— start Data entries —

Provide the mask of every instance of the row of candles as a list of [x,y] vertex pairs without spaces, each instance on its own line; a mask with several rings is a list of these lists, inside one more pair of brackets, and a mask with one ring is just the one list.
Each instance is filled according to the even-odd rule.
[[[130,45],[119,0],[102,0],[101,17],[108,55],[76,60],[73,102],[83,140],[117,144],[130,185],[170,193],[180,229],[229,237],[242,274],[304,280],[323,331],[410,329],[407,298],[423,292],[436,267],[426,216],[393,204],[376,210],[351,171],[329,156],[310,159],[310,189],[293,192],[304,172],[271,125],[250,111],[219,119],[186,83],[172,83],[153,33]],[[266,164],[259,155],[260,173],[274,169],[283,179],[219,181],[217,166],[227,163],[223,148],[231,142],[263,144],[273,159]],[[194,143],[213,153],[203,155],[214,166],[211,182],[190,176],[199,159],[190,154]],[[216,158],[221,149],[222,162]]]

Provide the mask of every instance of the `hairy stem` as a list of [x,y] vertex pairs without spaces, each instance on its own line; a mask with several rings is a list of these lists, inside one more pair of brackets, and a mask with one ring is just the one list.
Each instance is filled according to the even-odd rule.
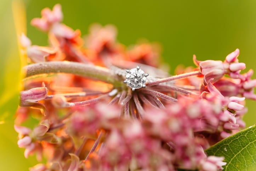
[[25,78],[44,74],[66,73],[102,81],[116,86],[120,86],[123,84],[118,76],[111,73],[107,68],[78,62],[42,62],[27,65],[23,69]]

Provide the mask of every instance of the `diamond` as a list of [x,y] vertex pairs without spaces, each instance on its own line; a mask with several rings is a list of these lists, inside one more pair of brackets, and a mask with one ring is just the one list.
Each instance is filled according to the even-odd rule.
[[138,65],[136,68],[126,70],[127,74],[124,82],[131,88],[133,91],[135,89],[146,87],[145,84],[148,74],[145,74],[143,70],[140,69],[140,67]]

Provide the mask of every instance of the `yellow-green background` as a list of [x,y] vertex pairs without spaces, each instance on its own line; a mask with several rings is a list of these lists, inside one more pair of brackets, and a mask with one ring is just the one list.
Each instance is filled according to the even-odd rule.
[[[11,1],[0,0],[1,114],[7,114],[6,111],[13,113],[18,100],[18,91],[13,90],[17,90],[20,62]],[[74,29],[80,29],[83,35],[87,33],[92,23],[112,23],[118,29],[118,41],[126,45],[134,44],[142,38],[160,42],[171,73],[179,64],[193,65],[194,54],[199,60],[223,60],[237,48],[240,51],[240,61],[246,63],[246,70],[256,70],[255,0],[31,0],[24,2],[27,35],[34,44],[46,45],[47,35],[30,26],[31,19],[40,17],[43,8],[52,8],[59,3],[64,22]],[[244,120],[249,126],[256,122],[256,102],[248,101],[247,106],[249,113]],[[0,170],[27,170],[36,163],[34,157],[25,159],[24,149],[18,148],[12,115],[5,124],[0,125]]]

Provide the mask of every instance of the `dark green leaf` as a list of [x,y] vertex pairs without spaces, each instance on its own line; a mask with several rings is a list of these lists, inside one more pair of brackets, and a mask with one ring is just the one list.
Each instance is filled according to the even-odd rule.
[[206,152],[208,155],[225,157],[225,170],[255,170],[256,125],[223,139]]

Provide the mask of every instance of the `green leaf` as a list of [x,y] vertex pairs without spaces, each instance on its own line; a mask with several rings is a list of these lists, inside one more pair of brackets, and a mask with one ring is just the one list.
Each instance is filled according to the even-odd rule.
[[255,170],[256,125],[223,140],[205,152],[208,155],[225,157],[224,170]]
[[[17,35],[24,31],[24,29],[22,28],[24,27],[21,25],[24,21],[21,19],[24,16],[21,12],[22,10],[18,10],[22,6],[18,1],[0,1],[0,124],[13,118],[19,103],[21,87],[22,61]],[[15,9],[14,7],[16,7]],[[18,21],[16,25],[12,7],[14,13],[19,13],[15,15],[19,16],[18,18],[15,17]]]

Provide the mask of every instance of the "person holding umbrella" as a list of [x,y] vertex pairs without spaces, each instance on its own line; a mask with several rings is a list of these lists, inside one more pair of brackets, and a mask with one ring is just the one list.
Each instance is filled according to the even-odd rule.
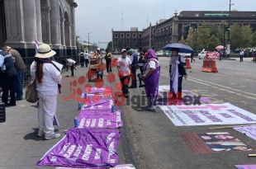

— end Data entries —

# Work required:
How many lines of the material above contain the word "candles"? Reply with the number only.

# Task solution:
1